A C++ Workflow Management System for e-scienze

Both in the scientific and business environments, many efforts have been done in order to propose a workflow description language based on the Petri Nets formalism. The Grid Workflow Description Language (GWorkflowDL) - which has been introduced by the Fraunhofer FIRST research group - is one of the most interesting workflow languages based on the formal semantics of Petri Nets used in the scientific environments. Actually, it is an XML-based language which uses the High Level Petri Nets (HLPN) modeling formalism. In the business environment, the Yet Another Workflow Language (YAWL) has been defined by extending the Petri Net formalisms with several features in order to overcome the limitations of Petri Nets in describing business processes. Unfortunally, these languages are practically not interoperable.

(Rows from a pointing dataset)
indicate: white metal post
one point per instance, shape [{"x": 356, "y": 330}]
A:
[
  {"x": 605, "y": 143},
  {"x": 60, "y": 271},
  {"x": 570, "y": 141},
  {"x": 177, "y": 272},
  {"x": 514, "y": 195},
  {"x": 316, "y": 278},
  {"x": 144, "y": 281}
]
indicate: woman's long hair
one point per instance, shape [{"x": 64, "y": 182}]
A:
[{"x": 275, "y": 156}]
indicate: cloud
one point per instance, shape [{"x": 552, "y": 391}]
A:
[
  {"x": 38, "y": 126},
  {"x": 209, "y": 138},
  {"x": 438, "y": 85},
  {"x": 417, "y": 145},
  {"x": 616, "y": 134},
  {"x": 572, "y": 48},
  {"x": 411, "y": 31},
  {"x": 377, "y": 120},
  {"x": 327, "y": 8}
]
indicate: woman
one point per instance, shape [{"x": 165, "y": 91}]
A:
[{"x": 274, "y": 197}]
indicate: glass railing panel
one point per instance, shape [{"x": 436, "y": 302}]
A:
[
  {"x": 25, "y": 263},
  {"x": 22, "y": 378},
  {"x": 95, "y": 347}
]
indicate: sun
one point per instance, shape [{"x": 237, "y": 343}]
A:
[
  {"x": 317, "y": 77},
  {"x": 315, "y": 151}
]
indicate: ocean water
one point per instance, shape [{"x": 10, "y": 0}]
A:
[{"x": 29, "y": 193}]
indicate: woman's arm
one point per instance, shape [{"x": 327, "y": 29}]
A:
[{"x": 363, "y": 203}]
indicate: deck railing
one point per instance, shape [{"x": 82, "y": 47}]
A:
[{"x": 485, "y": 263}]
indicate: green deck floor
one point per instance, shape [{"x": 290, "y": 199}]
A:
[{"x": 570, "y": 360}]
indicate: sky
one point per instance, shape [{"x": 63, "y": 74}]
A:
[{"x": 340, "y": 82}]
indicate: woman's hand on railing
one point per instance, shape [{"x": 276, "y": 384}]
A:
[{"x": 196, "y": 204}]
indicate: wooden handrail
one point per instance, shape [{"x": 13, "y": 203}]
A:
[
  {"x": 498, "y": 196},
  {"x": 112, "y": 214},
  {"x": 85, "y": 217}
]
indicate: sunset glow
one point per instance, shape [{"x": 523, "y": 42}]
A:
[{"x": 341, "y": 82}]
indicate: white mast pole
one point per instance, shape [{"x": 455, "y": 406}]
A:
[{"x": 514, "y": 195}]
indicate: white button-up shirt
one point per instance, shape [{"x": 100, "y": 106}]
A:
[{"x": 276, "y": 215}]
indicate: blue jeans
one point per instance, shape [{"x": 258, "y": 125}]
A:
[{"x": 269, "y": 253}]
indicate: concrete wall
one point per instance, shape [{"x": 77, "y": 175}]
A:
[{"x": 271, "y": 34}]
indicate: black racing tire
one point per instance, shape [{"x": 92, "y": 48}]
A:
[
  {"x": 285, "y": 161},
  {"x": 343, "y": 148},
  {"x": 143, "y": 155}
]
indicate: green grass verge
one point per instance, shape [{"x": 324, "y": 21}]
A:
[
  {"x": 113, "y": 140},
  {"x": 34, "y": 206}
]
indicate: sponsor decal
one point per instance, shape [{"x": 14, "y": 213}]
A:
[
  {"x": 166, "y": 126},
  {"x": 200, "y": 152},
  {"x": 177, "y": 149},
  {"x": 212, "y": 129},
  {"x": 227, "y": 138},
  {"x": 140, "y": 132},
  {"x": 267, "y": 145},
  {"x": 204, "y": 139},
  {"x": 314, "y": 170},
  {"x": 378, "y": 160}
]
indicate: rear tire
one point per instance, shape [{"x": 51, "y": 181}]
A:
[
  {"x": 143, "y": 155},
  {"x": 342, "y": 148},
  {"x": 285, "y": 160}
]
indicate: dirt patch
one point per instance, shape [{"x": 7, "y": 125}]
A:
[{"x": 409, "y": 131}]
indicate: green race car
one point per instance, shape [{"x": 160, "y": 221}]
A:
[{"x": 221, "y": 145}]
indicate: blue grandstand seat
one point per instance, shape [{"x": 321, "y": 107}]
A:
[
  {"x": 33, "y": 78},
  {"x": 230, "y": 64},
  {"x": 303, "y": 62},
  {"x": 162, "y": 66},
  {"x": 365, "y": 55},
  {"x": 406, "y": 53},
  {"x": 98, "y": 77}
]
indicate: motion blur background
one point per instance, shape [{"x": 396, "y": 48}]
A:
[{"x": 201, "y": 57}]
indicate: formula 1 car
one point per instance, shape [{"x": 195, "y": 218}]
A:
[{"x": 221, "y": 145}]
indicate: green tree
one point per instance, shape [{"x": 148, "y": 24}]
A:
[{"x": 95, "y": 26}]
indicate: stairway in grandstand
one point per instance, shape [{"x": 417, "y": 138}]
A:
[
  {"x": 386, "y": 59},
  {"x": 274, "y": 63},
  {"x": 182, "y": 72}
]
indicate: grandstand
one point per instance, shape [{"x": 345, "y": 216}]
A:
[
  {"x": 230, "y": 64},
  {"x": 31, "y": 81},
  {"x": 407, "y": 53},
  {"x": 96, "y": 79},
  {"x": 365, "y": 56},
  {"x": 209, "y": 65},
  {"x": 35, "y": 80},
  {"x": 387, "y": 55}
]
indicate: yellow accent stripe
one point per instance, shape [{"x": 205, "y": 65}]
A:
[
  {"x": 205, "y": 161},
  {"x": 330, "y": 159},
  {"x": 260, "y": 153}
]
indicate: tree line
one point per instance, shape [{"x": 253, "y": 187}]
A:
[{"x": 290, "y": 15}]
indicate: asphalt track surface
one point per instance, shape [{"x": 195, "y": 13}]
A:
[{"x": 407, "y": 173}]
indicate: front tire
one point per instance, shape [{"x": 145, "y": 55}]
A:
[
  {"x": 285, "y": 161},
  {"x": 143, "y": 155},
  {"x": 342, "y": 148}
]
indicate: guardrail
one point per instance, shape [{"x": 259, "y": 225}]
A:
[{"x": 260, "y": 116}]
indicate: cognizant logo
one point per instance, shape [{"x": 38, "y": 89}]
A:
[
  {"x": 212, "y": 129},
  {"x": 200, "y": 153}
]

## Written request
In the passage on Petri Net workflow languages, reproduce verbatim the portion starting with "A C++ Workflow" and going on through "practically not interoperable.".

## Task solution
A C++ Workflow Management System for e-scienze

Both in the scientific and business environments, many efforts have been done in order to propose a workflow description language based on the Petri Nets formalism. The Grid Workflow Description Language (GWorkflowDL) - which has been introduced by the Fraunhofer FIRST research group - is one of the most interesting workflow languages based on the formal semantics of Petri Nets used in the scientific environments. Actually, it is an XML-based language which uses the High Level Petri Nets (HLPN) modeling formalism. In the business environment, the Yet Another Workflow Language (YAWL) has been defined by extending the Petri Net formalisms with several features in order to overcome the limitations of Petri Nets in describing business processes. Unfortunally, these languages are practically not interoperable.